■ Data records:
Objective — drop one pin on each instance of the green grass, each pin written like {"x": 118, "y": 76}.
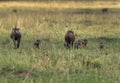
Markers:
{"x": 53, "y": 63}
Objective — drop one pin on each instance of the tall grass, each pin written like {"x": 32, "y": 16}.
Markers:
{"x": 53, "y": 62}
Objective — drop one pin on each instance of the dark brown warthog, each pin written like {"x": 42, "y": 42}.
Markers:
{"x": 69, "y": 39}
{"x": 16, "y": 36}
{"x": 37, "y": 43}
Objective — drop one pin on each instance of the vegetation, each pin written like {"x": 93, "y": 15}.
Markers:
{"x": 53, "y": 63}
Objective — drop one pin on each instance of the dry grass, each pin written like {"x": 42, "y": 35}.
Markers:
{"x": 62, "y": 5}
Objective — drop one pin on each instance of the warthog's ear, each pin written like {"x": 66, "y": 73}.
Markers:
{"x": 18, "y": 29}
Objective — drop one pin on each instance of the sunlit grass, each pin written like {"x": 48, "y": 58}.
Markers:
{"x": 53, "y": 62}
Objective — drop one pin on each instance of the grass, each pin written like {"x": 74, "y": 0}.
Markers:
{"x": 52, "y": 63}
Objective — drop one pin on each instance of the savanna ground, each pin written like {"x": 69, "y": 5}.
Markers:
{"x": 53, "y": 63}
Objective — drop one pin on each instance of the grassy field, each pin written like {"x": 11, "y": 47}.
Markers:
{"x": 53, "y": 63}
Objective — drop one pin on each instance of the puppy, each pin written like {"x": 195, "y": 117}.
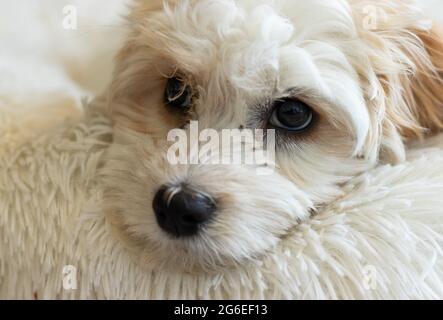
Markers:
{"x": 343, "y": 84}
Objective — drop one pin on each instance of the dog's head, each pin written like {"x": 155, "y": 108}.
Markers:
{"x": 343, "y": 84}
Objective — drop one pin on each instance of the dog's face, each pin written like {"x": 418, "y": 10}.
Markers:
{"x": 339, "y": 94}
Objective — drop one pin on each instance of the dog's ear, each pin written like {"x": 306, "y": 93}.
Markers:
{"x": 404, "y": 73}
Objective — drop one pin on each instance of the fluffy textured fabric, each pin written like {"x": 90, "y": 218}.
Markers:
{"x": 388, "y": 227}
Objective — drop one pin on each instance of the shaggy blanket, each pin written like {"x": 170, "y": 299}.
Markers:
{"x": 384, "y": 239}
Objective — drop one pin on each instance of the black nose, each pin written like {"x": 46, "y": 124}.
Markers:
{"x": 181, "y": 212}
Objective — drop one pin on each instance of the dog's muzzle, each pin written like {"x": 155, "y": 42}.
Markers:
{"x": 182, "y": 212}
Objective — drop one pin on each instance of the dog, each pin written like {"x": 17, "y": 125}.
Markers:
{"x": 344, "y": 84}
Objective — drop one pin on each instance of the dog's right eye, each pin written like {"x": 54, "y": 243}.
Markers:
{"x": 178, "y": 94}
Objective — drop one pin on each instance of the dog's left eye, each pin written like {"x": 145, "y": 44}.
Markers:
{"x": 292, "y": 115}
{"x": 178, "y": 94}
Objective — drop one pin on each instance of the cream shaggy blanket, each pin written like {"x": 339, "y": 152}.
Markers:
{"x": 384, "y": 239}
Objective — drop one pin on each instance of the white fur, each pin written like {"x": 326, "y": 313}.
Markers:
{"x": 389, "y": 219}
{"x": 265, "y": 243}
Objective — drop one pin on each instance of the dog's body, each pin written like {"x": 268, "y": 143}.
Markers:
{"x": 370, "y": 73}
{"x": 373, "y": 85}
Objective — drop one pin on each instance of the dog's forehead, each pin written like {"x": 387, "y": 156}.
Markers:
{"x": 246, "y": 36}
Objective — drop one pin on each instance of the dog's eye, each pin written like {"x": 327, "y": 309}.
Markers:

■ SHORT PROBLEM: Restate the stretch from the line containing "dog's eye, each" through the end of the items, substituting "nose" for "eye" and leaving everything else unchanged.

■ EXPECTED ANSWER:
Objective — drop one pin on each instance of the dog's nose, each pin written like {"x": 327, "y": 309}.
Markers:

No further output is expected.